- **WHAT TO WORK ON**: An exact reproduction of all the data is needed, with no images in it.
(THE RECORDS begins)
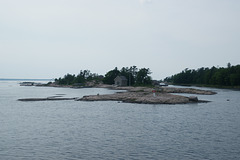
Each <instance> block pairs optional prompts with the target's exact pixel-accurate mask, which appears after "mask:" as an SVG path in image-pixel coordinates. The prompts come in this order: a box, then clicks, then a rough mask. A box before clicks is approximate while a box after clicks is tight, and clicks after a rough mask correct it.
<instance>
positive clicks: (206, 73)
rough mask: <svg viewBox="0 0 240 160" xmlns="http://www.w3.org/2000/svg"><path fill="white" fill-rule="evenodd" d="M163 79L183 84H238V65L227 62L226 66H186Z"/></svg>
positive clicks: (229, 84)
mask: <svg viewBox="0 0 240 160" xmlns="http://www.w3.org/2000/svg"><path fill="white" fill-rule="evenodd" d="M165 81H166V82H172V83H173V84H185V85H188V84H189V85H190V84H200V85H216V86H240V65H236V66H231V64H230V63H228V65H227V67H226V68H223V67H221V68H216V67H212V68H203V67H202V68H199V69H197V70H194V69H188V68H187V69H185V70H183V71H182V72H181V73H178V74H175V75H173V76H171V77H167V78H165Z"/></svg>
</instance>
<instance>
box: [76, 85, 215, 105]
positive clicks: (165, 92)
mask: <svg viewBox="0 0 240 160" xmlns="http://www.w3.org/2000/svg"><path fill="white" fill-rule="evenodd" d="M112 89H120V90H127V92H118V93H115V94H108V95H89V96H84V97H82V98H79V99H78V100H79V101H122V102H129V103H143V104H184V103H196V102H207V101H202V100H198V98H197V97H194V98H193V97H186V96H180V95H173V94H170V93H191V94H206V95H211V94H215V93H214V92H210V91H204V90H197V89H191V88H186V89H184V88H180V89H179V88H170V87H167V88H159V89H153V88H147V87H116V88H112Z"/></svg>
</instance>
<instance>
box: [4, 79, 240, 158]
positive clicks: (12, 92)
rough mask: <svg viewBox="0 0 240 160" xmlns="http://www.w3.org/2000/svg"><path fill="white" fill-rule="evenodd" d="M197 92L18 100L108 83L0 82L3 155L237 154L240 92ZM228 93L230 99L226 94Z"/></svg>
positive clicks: (37, 155) (69, 94) (74, 95)
mask: <svg viewBox="0 0 240 160" xmlns="http://www.w3.org/2000/svg"><path fill="white" fill-rule="evenodd" d="M214 91H217V92H218V94H217V95H211V96H200V98H199V99H205V100H211V101H212V102H210V103H201V104H186V105H145V104H144V105H143V104H127V103H118V102H81V101H54V102H19V101H17V99H18V98H26V97H48V96H54V95H57V94H61V95H63V96H66V97H81V96H83V95H88V94H98V93H99V94H103V93H104V94H107V93H112V92H114V91H112V90H106V89H93V88H88V89H67V88H46V87H20V86H19V85H18V84H17V83H16V82H0V124H1V128H0V131H1V132H0V144H1V145H0V157H1V159H11V160H12V159H13V160H14V159H29V160H30V159H31V160H32V159H56V160H57V159H73V160H74V159H216V160H218V159H239V158H240V155H239V148H240V125H239V122H240V116H239V115H240V107H239V103H240V100H239V92H238V91H231V90H219V89H215V90H214ZM227 99H229V101H227Z"/></svg>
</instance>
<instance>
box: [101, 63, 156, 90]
(THE RECORDS ends)
- **WRITTEN REPLY**:
Each <instance> block pairs optional prompts with the target's exact pixel-accurate mask, which appears after "mask:" as an SVG path in image-pixel coordinates. The prompts come in this order: a box, then clicks, then a rough mask. A box before clicks is approximate while a box after clicks is tight, and clicks after a rough mask correct it.
<instance>
positive clicks: (206, 73)
rough mask: <svg viewBox="0 0 240 160" xmlns="http://www.w3.org/2000/svg"><path fill="white" fill-rule="evenodd" d="M163 79L183 84H238V65L227 62L226 66H186Z"/></svg>
positive clicks: (229, 84)
mask: <svg viewBox="0 0 240 160" xmlns="http://www.w3.org/2000/svg"><path fill="white" fill-rule="evenodd" d="M165 81H166V82H172V83H173V84H185V85H188V84H189V85H190V84H200V85H216V86H240V65H236V66H231V64H230V63H228V65H227V67H226V68H223V67H221V68H216V67H212V68H203V67H202V68H199V69H197V70H194V69H188V68H187V69H185V70H183V71H182V72H181V73H178V74H175V75H173V76H171V77H167V78H165Z"/></svg>
</instance>
<instance>
box: [76, 85, 215, 105]
positive clicks: (165, 92)
mask: <svg viewBox="0 0 240 160" xmlns="http://www.w3.org/2000/svg"><path fill="white" fill-rule="evenodd" d="M112 89H120V90H127V92H118V93H115V94H108V95H89V96H84V97H82V98H79V99H78V100H79V101H122V102H129V103H143V104H184V103H196V102H207V101H202V100H198V98H197V97H194V98H193V97H186V96H180V95H173V94H170V93H191V94H206V95H211V94H215V93H214V92H210V91H204V90H197V89H191V88H186V89H184V88H180V89H179V88H170V87H167V88H159V89H153V88H147V87H116V88H112Z"/></svg>
</instance>
<instance>
box: [4, 79, 240, 158]
positive clicks: (12, 92)
rough mask: <svg viewBox="0 0 240 160" xmlns="http://www.w3.org/2000/svg"><path fill="white" fill-rule="evenodd" d="M197 92L18 100L108 83L0 82L3 155L237 154L240 92ZM228 93L230 99L226 94Z"/></svg>
positive clicks: (37, 155) (69, 94) (74, 95)
mask: <svg viewBox="0 0 240 160" xmlns="http://www.w3.org/2000/svg"><path fill="white" fill-rule="evenodd" d="M214 91H217V92H218V94H217V95H211V96H200V98H199V99H205V100H211V101H212V102H210V103H201V104H186V105H145V104H144V105H143V104H127V103H118V102H81V101H54V102H19V101H17V99H18V98H26V97H48V96H54V95H57V94H61V95H63V96H66V97H81V96H83V95H88V94H98V93H99V94H103V93H104V94H107V93H112V92H114V91H112V90H106V89H93V88H88V89H67V88H46V87H20V86H19V85H18V84H17V83H16V82H0V124H1V128H0V131H1V132H0V144H1V145H0V157H1V159H11V160H12V159H13V160H14V159H29V160H30V159H31V160H32V159H56V160H57V159H73V160H74V159H216V160H218V159H239V158H240V155H239V148H240V125H239V122H240V116H239V115H240V107H239V103H240V100H239V92H238V91H231V90H219V89H215V90H214ZM227 99H229V101H227Z"/></svg>
</instance>
<instance>
box: [101, 63, 156, 90]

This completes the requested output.